Transcribe literalmente el fragmento del texto sobre la religión en Ucrania comprendido entre "El investigador Diego" y "voltaje no aminora.", ambos incluidos.

** TEXTO DE REFERENCIA **
=-=-=

El investigador Diego Mauro explicaba hace pocos meses que las creencias trascendentes han expandido su influencia en todo el mundo. Por diversos motivos, los sujetos se afilian a distintos tipos de religiones cada vez con mayor asiduidad. El caso de Ucrania se inscribe en esa tendencia. Los cristianos ortodoxos subieron de un 75% de su población a un 83% en las últimas constataciones.
El conflicto con Rusia también ha agrietado la cuestión religiosa. La república, cuando estaba presidida por Petró Poroshenko, creó una iglesia ortodoxa propia (Iglesia Ortodoxa Ucraniana) que no debiera responder al patriarca de Moscú. La decisión de su adscripción quedó en manos de los fieles y está en pleno proceso de resolución en medio de un conflicto cuyo voltaje no aminora.

=-=-=

** DATOS PROPORCIONADOS **

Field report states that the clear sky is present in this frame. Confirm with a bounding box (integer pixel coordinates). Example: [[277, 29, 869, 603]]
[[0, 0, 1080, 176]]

=-=-=

** RESULTADO **
El investigador Diego Mauro explicaba hace pocos meses que las creencias trascendentes han expandido su influencia en todo el mundo. Por diversos motivos, los sujetos se afilian a distintos tipos de religiones cada vez con mayor asiduidad. El caso de Ucrania se inscribe en esa tendencia. Los cristianos ortodoxos subieron de un 75% de su población a un 83% en las últimas constataciones.
El conflicto con Rusia también ha agrietado la cuestión religiosa. La república, cuando estaba presidida por Petró Poroshenko, creó una iglesia ortodoxa propia (Iglesia Ortodoxa Ucraniana) que no debiera responder al patriarca de Moscú. La decisión de su adscripción quedó en manos de los fieles y está en pleno proceso de resolución en medio de un conflicto cuyo voltaje no aminora.